== Supplied data ==

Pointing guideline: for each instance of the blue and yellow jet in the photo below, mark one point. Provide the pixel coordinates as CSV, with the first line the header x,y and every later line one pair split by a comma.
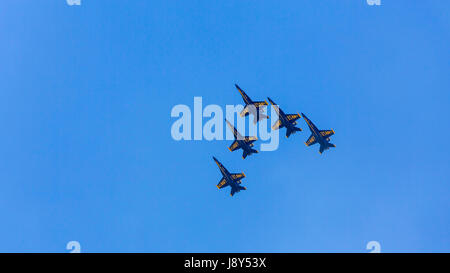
x,y
241,142
287,121
230,179
252,107
319,136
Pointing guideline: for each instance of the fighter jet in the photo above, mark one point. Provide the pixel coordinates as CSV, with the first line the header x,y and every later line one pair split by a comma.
x,y
240,142
287,121
252,107
319,136
230,179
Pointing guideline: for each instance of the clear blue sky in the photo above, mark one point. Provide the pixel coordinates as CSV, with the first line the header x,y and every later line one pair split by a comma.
x,y
86,153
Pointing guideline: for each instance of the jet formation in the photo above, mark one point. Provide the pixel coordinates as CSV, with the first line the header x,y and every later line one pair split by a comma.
x,y
288,121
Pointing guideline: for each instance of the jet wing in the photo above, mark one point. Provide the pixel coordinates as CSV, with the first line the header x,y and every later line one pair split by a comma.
x,y
237,176
277,125
327,133
293,117
222,183
259,103
311,141
234,146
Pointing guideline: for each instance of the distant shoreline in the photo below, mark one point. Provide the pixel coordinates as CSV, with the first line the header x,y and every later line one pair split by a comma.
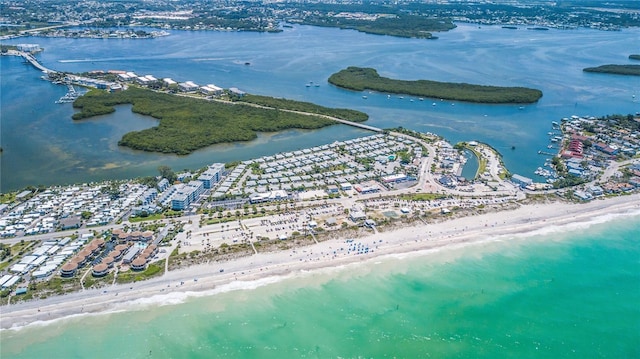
x,y
247,272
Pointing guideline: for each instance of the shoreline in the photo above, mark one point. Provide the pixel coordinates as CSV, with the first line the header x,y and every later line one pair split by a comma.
x,y
266,268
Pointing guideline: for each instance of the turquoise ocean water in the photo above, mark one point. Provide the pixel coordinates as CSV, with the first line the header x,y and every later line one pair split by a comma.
x,y
572,293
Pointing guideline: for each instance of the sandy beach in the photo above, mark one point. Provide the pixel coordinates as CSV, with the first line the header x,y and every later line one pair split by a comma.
x,y
262,268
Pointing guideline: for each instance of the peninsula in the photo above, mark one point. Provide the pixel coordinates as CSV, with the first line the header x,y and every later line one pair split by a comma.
x,y
188,124
359,79
632,70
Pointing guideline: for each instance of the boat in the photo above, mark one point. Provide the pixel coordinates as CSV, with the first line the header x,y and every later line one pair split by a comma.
x,y
70,96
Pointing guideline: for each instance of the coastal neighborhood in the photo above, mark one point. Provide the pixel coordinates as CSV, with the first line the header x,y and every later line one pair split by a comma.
x,y
104,230
324,179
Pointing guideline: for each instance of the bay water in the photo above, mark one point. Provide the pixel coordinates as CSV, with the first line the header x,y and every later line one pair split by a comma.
x,y
42,145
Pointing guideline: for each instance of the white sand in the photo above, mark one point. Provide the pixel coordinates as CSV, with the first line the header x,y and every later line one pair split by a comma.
x,y
472,229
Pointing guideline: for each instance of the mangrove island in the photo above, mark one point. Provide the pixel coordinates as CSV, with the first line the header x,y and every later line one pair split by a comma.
x,y
187,124
359,79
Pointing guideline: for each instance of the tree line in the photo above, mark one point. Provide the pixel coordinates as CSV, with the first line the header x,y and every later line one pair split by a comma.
x,y
359,79
188,124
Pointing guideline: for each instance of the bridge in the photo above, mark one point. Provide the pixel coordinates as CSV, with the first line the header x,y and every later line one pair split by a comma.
x,y
35,63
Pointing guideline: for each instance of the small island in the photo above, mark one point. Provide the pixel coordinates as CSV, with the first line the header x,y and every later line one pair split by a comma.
x,y
187,124
359,79
631,70
410,26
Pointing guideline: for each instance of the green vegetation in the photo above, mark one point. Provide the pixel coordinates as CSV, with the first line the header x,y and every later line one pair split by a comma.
x,y
397,25
359,79
633,70
187,124
8,197
291,105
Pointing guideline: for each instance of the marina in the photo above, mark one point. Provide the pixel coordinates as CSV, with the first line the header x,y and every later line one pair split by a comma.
x,y
70,96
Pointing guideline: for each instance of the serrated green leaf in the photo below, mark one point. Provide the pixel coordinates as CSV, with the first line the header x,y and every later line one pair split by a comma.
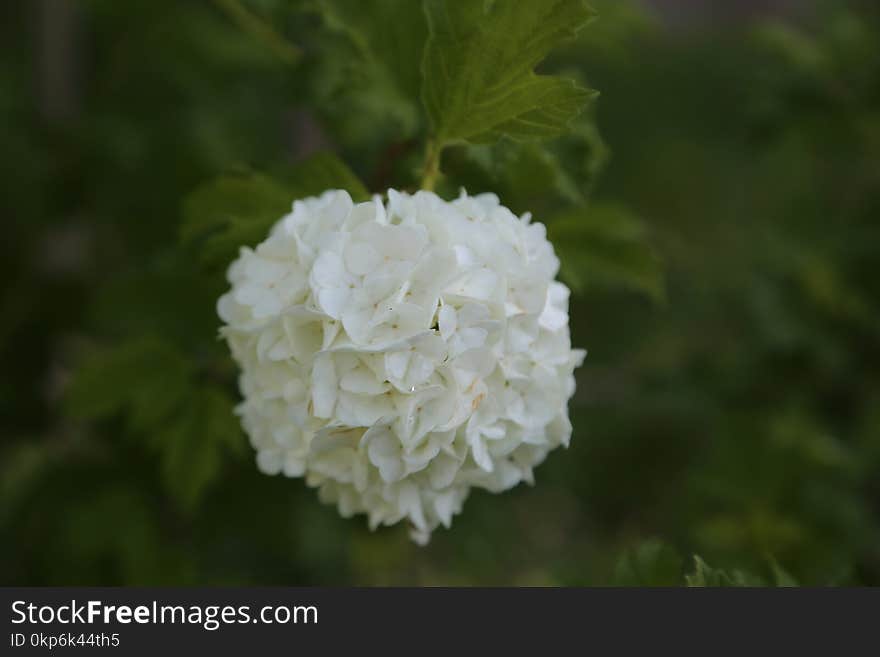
x,y
606,245
478,69
653,563
238,210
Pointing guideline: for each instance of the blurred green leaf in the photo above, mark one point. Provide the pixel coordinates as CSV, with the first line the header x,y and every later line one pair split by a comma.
x,y
389,37
652,563
606,245
233,211
706,576
145,376
193,444
478,70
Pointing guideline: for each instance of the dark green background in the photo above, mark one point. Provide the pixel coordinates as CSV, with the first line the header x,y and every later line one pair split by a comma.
x,y
733,414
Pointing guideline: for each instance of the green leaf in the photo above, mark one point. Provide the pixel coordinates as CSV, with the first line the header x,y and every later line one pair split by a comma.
x,y
320,172
653,563
478,69
146,377
606,245
706,576
389,37
231,212
238,210
192,446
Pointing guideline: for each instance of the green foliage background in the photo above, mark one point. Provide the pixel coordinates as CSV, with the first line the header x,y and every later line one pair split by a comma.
x,y
717,211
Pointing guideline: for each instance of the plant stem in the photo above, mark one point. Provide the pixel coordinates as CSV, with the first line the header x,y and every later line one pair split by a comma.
x,y
431,167
263,31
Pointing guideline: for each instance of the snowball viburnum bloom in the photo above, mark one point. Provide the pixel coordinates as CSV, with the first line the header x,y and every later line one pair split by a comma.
x,y
398,354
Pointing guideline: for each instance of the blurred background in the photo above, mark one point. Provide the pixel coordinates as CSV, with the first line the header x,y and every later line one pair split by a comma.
x,y
726,281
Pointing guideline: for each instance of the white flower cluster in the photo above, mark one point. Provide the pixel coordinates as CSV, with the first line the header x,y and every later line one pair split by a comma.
x,y
396,355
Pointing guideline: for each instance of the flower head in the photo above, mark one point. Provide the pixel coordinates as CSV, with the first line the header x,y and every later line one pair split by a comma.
x,y
397,355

===

**How to complete this task:** Write each entry again exactly, minus any images.

**Answer for this exercise:**
Pointing guideline: for each instance of the blue and yellow jet in the photo below, mark one point. Provide the pixel coordinates as CSV, with the first line the header x,y and every later line one pair split by a comma.
x,y
241,142
287,121
230,179
252,107
319,136
Pointing guideline: for each instance of the fighter jet in the photo above, mark one point. Provide the pixel coordinates as CSV, with the first line the header x,y and every later line one pair split by a comma.
x,y
240,142
287,121
252,107
319,136
230,179
Pointing guideline: for each instance of the clear blue sky in the photo above, mark one point. Provide the pixel coordinates as CSV, with the first line the header x,y and every later line one pair split by a comma.
x,y
86,153
Pointing guideline: for each instance of the jet formation in the photo above, mark one point. Provide the pixel coordinates as CSV, with the first line the header x,y and every later line one pair split by a comma.
x,y
288,121
Pointing guideline: for each instance of the jet wing in the photo above, mark one point. Provide the pixel coordinates as CSV, with the first line the header x,y and every later line one pair split by a comma.
x,y
237,176
277,125
327,133
293,117
222,183
259,103
311,141
234,146
Pointing guideline: for each instance of the distant shoreline in the photo below, mark one point. Provide the pixel coordinates as CSV, with the first line the header x,y and every later line one pair split by a comma.
x,y
247,272
Pointing guideline: for each instance of the shoreline in the photo above, mark one point. Provide the pixel coordinates as CSV, with the first line the header x,y and every later line one pair split by a comma.
x,y
266,268
Pointing guideline: for each instance of the turquoise ocean water in the photo above, mark one point. Provide the pixel coordinates as CSV, with the first line the header x,y and every later line one pair split by a comma.
x,y
572,293
Pointing guideline: for each instance of the sandy beach in the photo above, mark one point. Provide the pixel coordinates as CSV, with the first line the header x,y and every later line one pair split by a comma.
x,y
262,268
Pointing guideline: for each instance of the peninsula in the photo above, mark one point. Provide the pixel coordinates as CSV, with the first line the header x,y and every later line one pair split by a comma.
x,y
188,124
359,79
632,70
Pointing guideline: for each instance of the boat in the photo above, mark one point. Provide the pixel coordinates as CSV, with the first line the header x,y and every later line one pair split by a comma.
x,y
70,96
Pointing guideline: for each instance of the coastal neighborhood in the photo above, mark one point. Provide the pixel coordinates as CSV, with the first line the header x,y and every later line one pair split by a comma.
x,y
104,230
324,179
Pointing guideline: for each instance of the bay water in the photo above, mark one point. Provide the pixel coordinates as CSV, with the first line the header x,y and every later line one pair split by a comma.
x,y
42,145
Pointing guideline: for each instance of the white sand in the photo above, mark one point. Provide the pixel coordinates as CSV, with the first line the header x,y and every later line one pair split by a comma.
x,y
472,229
Pointing guideline: for each instance of the mangrove island in the photo above, mark one point. Provide the pixel coordinates as CSV, with the first line the header x,y and every later line one pair split by a comma.
x,y
187,124
359,79
Pointing guideline: for each instance of the tree line in the photo above, mark one point. Provide the pixel coordinates as CSV, with the first line the header x,y and every later line one pair split by a comma.
x,y
359,79
188,124
Pointing guideline: for each instance of the bridge in the photo above, mark one point. Provide the pixel coordinates as CSV, with the first line the header x,y and every later line one pair split by a comma.
x,y
35,63
Pointing guideline: for each instance of the small island in the photo above, mark one point. Provide the pixel coordinates as CSV, with the first line the header x,y and every later line one pair split by a comma.
x,y
187,124
359,79
631,70
410,26
Pointing guideline: for each instance of the green vegetation in the photo above, mark one point. Provide the pixel coordinates as CSV, with the first line the header x,y and every later line one pair split by a comma.
x,y
397,25
359,79
633,70
187,124
8,197
291,105
Pointing guideline: for each instance of the marina in the photo above, mark one point. Provide the pixel coordinates as CSV, with the first line the header x,y and every later line one pair split by a comma.
x,y
70,96
Pointing guideline: for each instance of the serrated green leaf in the photo below, mark one point. Provide the pixel coordinates as CSV, with the first line the header x,y and every later line one pair split by a comma.
x,y
606,245
478,69
653,563
238,210
Pointing guideline: for each instance of the blurred green leaf in the photo above, mark one point. Provide the pixel coordinates as CSV, with the first line the header x,y and every later line one pair split by a comma.
x,y
389,37
652,563
606,245
233,211
706,576
145,376
193,444
478,70
Pointing guideline: for each instance of the dark green background in the photo above, mark one point. Provide the pixel coordinates as CSV, with the first line the header x,y and every later line one pair split by a comma.
x,y
733,414
Pointing guideline: for each instance of the green leaf in the photo above, mark one point. Provide the pixel coordinates as CSV, with the first line the header x,y and every later line one pair split by a comma.
x,y
320,172
653,563
478,69
146,377
606,245
706,576
389,37
231,212
238,210
192,446
Pointing guideline: for each instance of the green foliage background in the photo above, mark one point. Provide the pixel coordinates as CSV, with the first line the header x,y and every later line one pair split by a comma.
x,y
717,211
Pointing guideline: for each instance of the plant stem in the photo above, mark one point. Provide the pixel coordinates as CSV, with the first line the header x,y and every later line one pair split by a comma.
x,y
431,167
263,31
Pointing guideline: for each instance of the snowball viburnum bloom in the photo above, mark one point. Provide the pixel coordinates as CSV, with the first line the header x,y and every later line one pair split by a comma.
x,y
398,354
Pointing guideline: for each instance of the blurred background in the photo above, mark one point. Provide the pixel coordinates as CSV, with the first line the header x,y and every later line one pair split by a comma.
x,y
726,281
Pointing guideline: for each instance of the white flower cluster in the photo above, mark one point. Provide the pixel coordinates as CSV, with the first line the header x,y and every later line one pair split by a comma.
x,y
396,355
Pointing guideline: for each instance of the flower head in the photo above, mark one point. Provide the pixel coordinates as CSV, with the first line the header x,y and every later line one pair split by a comma.
x,y
397,355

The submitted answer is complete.